What is being asked:
Select all lines in the records that include "grapefruit".

Stored dataset items:

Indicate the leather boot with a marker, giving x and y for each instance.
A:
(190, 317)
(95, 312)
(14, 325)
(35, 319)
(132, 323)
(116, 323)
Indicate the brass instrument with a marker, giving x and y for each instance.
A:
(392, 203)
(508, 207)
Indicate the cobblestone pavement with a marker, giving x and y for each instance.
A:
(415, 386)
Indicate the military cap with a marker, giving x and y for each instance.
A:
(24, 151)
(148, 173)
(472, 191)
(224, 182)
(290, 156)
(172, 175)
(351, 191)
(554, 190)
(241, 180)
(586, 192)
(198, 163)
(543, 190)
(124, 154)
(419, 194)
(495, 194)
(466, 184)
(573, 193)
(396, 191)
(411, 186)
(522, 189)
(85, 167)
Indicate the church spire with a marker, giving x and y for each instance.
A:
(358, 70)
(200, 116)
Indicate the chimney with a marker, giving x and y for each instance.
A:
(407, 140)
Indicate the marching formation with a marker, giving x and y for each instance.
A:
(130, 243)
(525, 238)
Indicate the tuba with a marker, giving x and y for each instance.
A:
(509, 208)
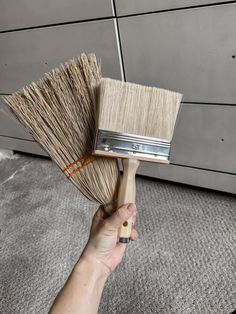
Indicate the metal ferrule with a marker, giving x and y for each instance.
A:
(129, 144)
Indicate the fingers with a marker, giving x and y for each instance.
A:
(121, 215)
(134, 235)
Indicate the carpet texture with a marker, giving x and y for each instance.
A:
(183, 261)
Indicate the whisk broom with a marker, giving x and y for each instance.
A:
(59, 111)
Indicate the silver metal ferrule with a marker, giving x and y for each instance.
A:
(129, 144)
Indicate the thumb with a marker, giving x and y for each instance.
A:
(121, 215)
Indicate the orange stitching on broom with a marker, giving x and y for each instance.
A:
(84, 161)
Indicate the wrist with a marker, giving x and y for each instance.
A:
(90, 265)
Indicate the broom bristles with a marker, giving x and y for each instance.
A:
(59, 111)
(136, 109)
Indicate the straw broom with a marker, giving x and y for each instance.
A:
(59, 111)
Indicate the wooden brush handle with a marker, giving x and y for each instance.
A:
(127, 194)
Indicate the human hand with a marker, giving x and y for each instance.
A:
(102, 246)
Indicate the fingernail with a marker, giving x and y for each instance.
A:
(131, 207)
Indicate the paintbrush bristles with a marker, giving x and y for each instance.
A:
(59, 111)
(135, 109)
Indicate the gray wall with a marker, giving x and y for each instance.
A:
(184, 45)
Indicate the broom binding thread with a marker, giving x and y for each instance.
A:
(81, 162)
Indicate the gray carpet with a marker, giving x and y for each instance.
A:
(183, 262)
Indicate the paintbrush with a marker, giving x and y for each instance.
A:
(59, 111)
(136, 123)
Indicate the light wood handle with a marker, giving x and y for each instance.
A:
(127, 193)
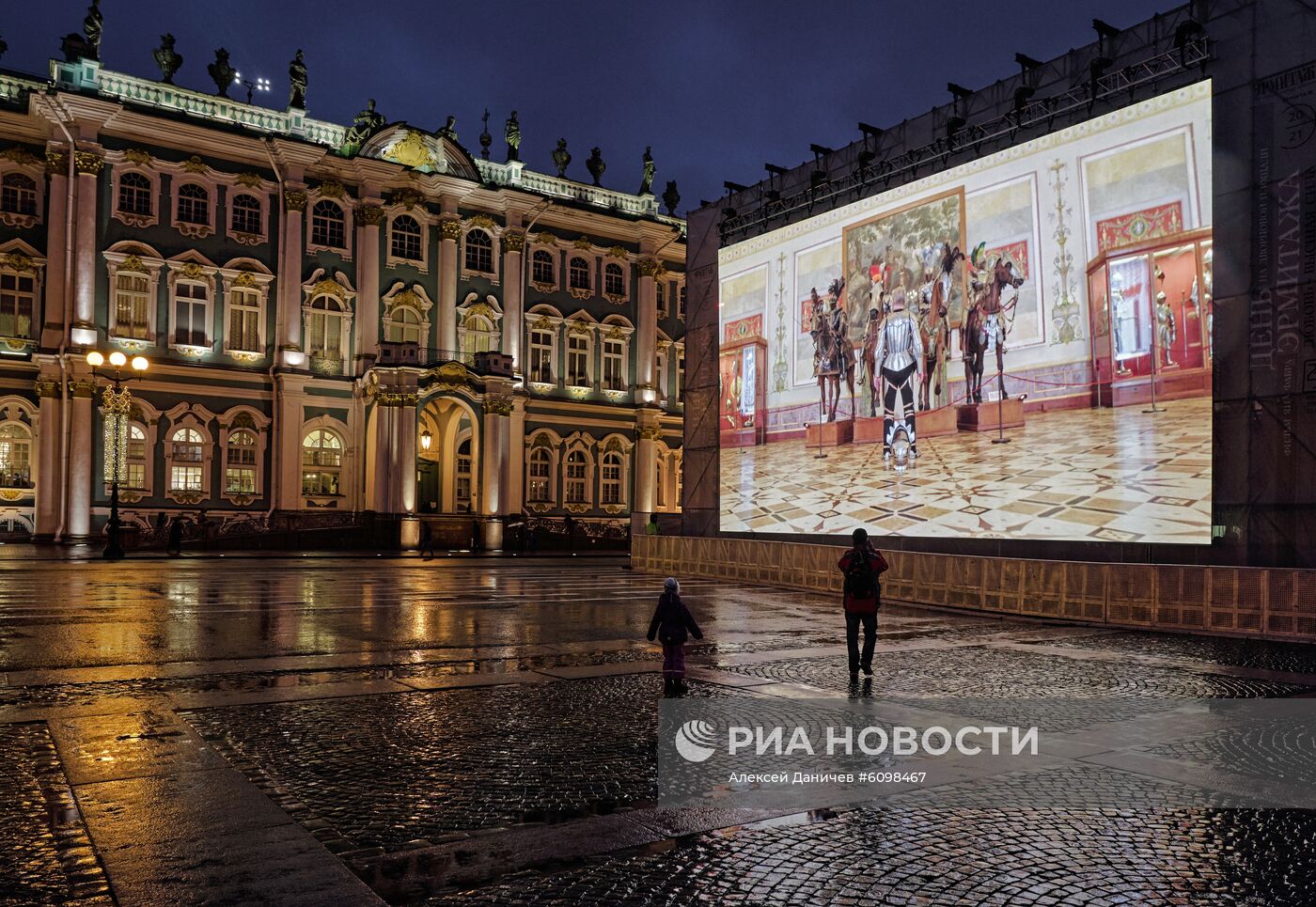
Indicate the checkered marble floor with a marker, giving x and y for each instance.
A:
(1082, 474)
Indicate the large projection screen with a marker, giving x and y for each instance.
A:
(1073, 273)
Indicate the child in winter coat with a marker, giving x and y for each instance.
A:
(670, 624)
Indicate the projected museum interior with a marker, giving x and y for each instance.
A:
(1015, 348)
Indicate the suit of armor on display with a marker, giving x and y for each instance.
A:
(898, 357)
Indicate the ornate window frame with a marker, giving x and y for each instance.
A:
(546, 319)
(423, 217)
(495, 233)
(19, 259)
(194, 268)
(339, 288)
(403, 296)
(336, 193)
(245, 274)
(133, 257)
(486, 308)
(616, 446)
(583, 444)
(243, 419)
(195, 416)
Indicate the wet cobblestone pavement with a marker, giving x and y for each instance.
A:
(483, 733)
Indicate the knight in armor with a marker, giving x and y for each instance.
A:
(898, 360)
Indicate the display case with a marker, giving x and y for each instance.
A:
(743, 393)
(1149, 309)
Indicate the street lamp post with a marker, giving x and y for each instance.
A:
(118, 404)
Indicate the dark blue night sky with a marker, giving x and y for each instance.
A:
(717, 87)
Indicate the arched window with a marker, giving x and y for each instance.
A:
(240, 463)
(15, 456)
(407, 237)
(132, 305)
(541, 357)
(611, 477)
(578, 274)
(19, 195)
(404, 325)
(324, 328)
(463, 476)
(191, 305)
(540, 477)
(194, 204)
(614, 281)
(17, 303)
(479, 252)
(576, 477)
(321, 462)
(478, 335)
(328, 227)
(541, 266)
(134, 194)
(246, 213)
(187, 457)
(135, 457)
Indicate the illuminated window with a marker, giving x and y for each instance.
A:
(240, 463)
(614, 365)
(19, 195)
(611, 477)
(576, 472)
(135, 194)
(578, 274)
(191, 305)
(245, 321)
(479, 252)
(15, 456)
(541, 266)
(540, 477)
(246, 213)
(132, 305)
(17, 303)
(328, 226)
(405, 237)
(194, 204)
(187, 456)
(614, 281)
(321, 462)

---

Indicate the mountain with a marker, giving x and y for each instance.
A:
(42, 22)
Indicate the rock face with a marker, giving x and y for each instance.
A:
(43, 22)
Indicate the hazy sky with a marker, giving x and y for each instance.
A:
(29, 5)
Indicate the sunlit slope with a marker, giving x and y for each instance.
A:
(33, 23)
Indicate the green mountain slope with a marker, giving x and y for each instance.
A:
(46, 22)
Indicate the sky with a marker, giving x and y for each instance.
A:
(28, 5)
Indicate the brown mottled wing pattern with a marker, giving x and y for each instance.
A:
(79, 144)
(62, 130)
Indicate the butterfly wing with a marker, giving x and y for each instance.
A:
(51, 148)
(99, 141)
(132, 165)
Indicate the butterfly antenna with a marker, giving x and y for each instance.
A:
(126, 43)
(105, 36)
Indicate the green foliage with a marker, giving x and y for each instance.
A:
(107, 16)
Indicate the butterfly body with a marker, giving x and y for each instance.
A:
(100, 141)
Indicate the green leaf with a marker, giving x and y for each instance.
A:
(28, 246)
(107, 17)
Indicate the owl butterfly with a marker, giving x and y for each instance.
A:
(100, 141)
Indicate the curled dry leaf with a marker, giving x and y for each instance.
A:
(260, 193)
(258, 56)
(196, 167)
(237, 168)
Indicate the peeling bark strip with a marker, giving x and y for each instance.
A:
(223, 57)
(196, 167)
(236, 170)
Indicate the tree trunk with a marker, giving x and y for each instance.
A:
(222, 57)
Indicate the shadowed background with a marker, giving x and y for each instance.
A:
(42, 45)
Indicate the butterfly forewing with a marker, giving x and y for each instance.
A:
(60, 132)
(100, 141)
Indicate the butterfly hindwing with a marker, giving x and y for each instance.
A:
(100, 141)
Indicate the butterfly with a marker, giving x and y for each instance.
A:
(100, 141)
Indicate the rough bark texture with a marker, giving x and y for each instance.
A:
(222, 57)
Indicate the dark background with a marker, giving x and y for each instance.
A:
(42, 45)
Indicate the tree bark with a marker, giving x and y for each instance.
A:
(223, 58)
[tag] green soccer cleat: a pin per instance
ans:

* * *

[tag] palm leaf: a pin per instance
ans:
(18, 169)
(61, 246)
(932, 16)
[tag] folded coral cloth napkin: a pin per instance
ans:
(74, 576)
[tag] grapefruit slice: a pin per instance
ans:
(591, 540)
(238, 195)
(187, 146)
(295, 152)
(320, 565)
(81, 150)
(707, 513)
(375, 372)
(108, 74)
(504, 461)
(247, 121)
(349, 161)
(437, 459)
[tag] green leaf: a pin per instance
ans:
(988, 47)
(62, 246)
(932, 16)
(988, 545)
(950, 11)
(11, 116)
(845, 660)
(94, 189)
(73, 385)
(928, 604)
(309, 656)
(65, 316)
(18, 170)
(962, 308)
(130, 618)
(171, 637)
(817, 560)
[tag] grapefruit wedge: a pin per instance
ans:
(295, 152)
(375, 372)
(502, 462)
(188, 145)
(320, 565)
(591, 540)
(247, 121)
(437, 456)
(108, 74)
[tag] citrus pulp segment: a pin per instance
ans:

Task output:
[tag] grapefruit slice: a pin per instance
[tag] grapefruit wedge: a pin per instance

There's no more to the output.